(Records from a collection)
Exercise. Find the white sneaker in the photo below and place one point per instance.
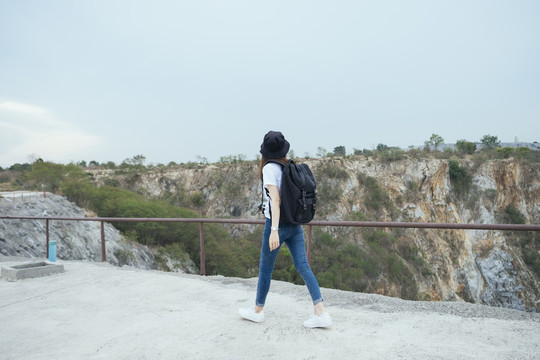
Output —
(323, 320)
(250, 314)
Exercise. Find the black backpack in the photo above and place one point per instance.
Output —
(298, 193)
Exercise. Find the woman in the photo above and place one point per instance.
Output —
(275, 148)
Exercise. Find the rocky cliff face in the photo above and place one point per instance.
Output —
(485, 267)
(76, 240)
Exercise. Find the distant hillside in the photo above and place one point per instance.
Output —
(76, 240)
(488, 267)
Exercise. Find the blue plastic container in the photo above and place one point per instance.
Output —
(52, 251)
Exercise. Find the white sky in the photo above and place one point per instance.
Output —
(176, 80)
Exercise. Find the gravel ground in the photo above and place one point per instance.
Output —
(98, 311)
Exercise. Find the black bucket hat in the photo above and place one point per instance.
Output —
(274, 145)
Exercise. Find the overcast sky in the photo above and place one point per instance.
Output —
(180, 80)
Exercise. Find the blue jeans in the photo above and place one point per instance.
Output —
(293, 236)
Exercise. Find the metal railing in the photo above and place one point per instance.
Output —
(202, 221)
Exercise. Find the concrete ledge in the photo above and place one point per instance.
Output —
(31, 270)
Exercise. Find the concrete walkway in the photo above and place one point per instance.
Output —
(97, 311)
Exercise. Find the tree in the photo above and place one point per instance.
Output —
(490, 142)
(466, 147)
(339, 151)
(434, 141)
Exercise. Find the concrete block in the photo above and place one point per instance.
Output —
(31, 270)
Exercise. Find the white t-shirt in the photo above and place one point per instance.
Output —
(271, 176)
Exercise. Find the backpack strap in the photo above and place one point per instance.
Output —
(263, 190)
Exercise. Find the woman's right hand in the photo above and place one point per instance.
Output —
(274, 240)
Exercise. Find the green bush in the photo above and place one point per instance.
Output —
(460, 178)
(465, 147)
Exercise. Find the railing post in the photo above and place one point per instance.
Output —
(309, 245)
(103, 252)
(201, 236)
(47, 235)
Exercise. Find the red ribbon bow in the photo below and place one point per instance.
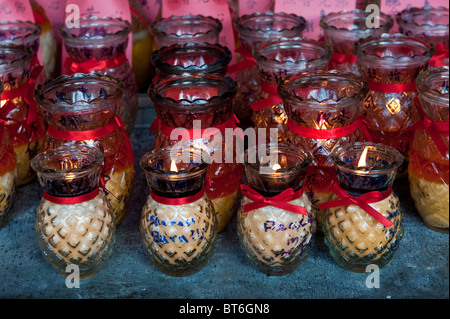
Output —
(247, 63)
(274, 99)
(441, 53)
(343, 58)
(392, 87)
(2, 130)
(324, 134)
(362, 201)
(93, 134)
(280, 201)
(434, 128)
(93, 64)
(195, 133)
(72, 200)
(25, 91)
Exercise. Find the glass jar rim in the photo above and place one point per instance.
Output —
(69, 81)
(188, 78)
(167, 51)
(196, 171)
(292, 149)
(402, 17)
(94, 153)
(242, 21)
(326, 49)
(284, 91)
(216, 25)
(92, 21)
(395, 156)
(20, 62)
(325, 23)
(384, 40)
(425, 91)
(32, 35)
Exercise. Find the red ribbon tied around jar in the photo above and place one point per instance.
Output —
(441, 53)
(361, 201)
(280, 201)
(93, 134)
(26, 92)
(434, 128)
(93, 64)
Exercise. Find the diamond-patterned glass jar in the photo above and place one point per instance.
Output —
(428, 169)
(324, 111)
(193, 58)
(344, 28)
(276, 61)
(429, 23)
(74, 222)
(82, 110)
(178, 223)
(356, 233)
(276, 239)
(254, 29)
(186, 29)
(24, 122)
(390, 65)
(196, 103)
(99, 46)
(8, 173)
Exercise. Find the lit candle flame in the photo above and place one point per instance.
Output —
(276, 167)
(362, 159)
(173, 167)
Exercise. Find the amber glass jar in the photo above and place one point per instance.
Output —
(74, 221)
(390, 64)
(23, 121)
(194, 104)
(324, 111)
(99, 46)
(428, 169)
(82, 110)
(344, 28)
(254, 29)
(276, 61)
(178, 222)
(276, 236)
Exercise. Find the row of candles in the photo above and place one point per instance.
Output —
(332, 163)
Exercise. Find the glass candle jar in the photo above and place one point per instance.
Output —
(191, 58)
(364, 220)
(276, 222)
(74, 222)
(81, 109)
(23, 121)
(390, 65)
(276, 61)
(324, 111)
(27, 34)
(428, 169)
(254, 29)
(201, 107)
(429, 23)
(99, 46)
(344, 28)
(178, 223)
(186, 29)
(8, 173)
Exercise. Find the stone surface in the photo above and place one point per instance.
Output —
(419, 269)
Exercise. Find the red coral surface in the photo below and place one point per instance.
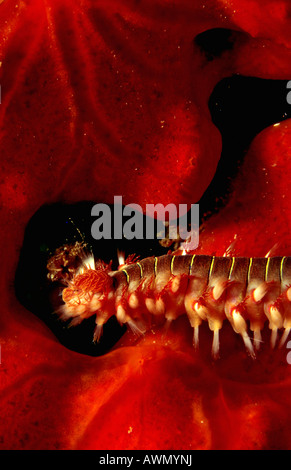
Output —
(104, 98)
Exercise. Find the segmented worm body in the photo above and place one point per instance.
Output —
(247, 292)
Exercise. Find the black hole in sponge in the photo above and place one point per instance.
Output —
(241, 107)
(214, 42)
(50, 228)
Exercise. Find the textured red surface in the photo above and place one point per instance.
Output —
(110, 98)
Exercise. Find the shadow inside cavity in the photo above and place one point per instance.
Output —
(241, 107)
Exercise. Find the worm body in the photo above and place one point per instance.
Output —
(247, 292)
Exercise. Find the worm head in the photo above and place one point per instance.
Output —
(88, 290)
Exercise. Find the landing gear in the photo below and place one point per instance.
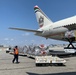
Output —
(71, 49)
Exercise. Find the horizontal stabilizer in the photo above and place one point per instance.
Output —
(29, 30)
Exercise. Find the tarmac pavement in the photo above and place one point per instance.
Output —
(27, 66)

Work task: Set the entries down again exactly. Do not include the images.

Response box:
Exercise. Find the white sneaker in the photo below and place one point per instance.
Output —
(323, 320)
(250, 314)
Exercise. Find the black backpack in the photo above and place one point per instance.
Output —
(298, 193)
Exercise. Find the woman in the photo above and place one point per instance.
Output —
(275, 148)
Exercise. Find the rocky cliff face in the photo above and place one point per instance.
Output —
(485, 267)
(76, 240)
Exercise. Find the distant hillside in the photo above and place one point per instance.
Output —
(76, 240)
(488, 267)
Exercise. Find the blue plastic container in the photo above and place one point per instance.
Output —
(52, 251)
Exercise. Find the white sky in the photo above and place one point per instance.
Output —
(176, 80)
Exercise. Find the gravel ground in the photo above and place one point per instance.
Output —
(98, 311)
Exercise. Find the black bucket hat in the photo above and place one point per instance.
Output —
(274, 145)
Exercise. Find the overcast sky in the photo above and place one point per instance.
Output —
(180, 80)
Exercise. Find the blue jeans in the photo above and place one point per instance.
Output —
(293, 236)
Exercise. Find the metal railing in the photo above and place one point per instance.
Output —
(202, 221)
Exercise. Find the concrete ledge in the photo above and place one point per instance.
Output —
(31, 270)
Exercise. Find the concrete walkway in the photo above and place one point per instance.
Output —
(97, 311)
Exercise. Find the tree in the photo above and place one point per instance.
Output —
(490, 142)
(466, 147)
(339, 151)
(434, 141)
Exercise. Find the concrete block in the photo above and place one point per instance.
Output —
(31, 270)
Exercise. Find the white t-shirt in the photo above and place one point per instance.
Output —
(271, 176)
Exercise. Find the backpack strap in the photo above and place one point per instance.
Output —
(263, 190)
Exercise. Find the woman's right hand in the photo above and place one point per instance.
Output —
(274, 240)
Exercise. Find the green bush in the photo above and place one point per instance.
Output —
(460, 178)
(465, 147)
Exercise. Find the railing post in the photo above and place one point per instance.
Output —
(309, 245)
(103, 252)
(201, 236)
(47, 235)
Exercise. Find the red ribbon bow in the photo below and place one point per instance.
Output —
(247, 63)
(274, 99)
(441, 53)
(343, 58)
(392, 87)
(2, 130)
(324, 134)
(362, 201)
(93, 134)
(280, 201)
(434, 128)
(93, 64)
(195, 133)
(72, 200)
(25, 91)
Exercise. Find the glass jar rim in the photo above and place one point per instance.
Output —
(69, 81)
(188, 78)
(167, 51)
(196, 171)
(292, 149)
(402, 17)
(94, 153)
(242, 21)
(326, 49)
(284, 91)
(216, 25)
(92, 21)
(395, 156)
(20, 62)
(325, 23)
(384, 40)
(425, 91)
(32, 35)
Exercise. Find the red ribbon tied around jar in the photo above and place one point per instance.
Output —
(441, 53)
(361, 201)
(280, 201)
(93, 134)
(26, 92)
(434, 128)
(93, 64)
Exercise. Find the diamond-patterned glass jar in the photo above and place one point per instance.
Output —
(428, 169)
(324, 111)
(193, 58)
(344, 28)
(276, 61)
(429, 23)
(74, 222)
(82, 110)
(178, 223)
(356, 233)
(276, 239)
(254, 29)
(186, 29)
(24, 122)
(390, 65)
(196, 103)
(99, 46)
(8, 173)
Exercise. Find the lit candle flame in the photo above and place one point per instance.
Output —
(276, 167)
(362, 159)
(173, 167)
Exercise. Find the amber glass jar in the photo above and place one point per instance.
Output —
(74, 221)
(390, 64)
(23, 121)
(194, 104)
(324, 111)
(99, 46)
(428, 169)
(82, 110)
(344, 28)
(254, 29)
(276, 61)
(178, 222)
(276, 236)
Exercise. Find the row of candles in the photo above and place one point per instance.
Output —
(332, 163)
Exercise. Find the glass candle jar in the photo above and place one point per instance.
Output —
(191, 58)
(364, 220)
(276, 222)
(74, 222)
(81, 109)
(23, 121)
(390, 65)
(276, 61)
(324, 111)
(27, 34)
(428, 169)
(254, 29)
(201, 107)
(429, 23)
(99, 46)
(344, 28)
(178, 223)
(186, 29)
(8, 173)
Exercise. Find the stone surface in the photo above and place one point per instance.
Output —
(419, 269)
Exercise. Find the red coral surface in the photo below and place one point per instance.
Output —
(104, 98)
Exercise. Find the segmented worm body in the photo above and place one point per instance.
Output —
(247, 292)
Exercise. Find the black hole in sponge in the photo above and place one point per instance.
Output —
(241, 107)
(214, 42)
(50, 228)
Exercise. Find the textured red surface in the photo above and place one point per instance.
Output —
(110, 98)
Exercise. Find the shadow inside cavity in the photo above and place one point per instance.
Output —
(241, 107)
Exercise. Find the worm body in the photo above and place one point per instance.
Output —
(247, 292)
Exercise. Find the worm head in the photo above and place one point per instance.
Output —
(88, 290)
Exercise. Find the landing gear in the photo below and place one point per instance.
Output —
(71, 49)
Exercise. Find the horizontal stabilizer in the photo above and place one point per instance.
Output —
(29, 30)
Exercise. Find the tarmac pavement in the photo above and place one point per instance.
Output —
(27, 66)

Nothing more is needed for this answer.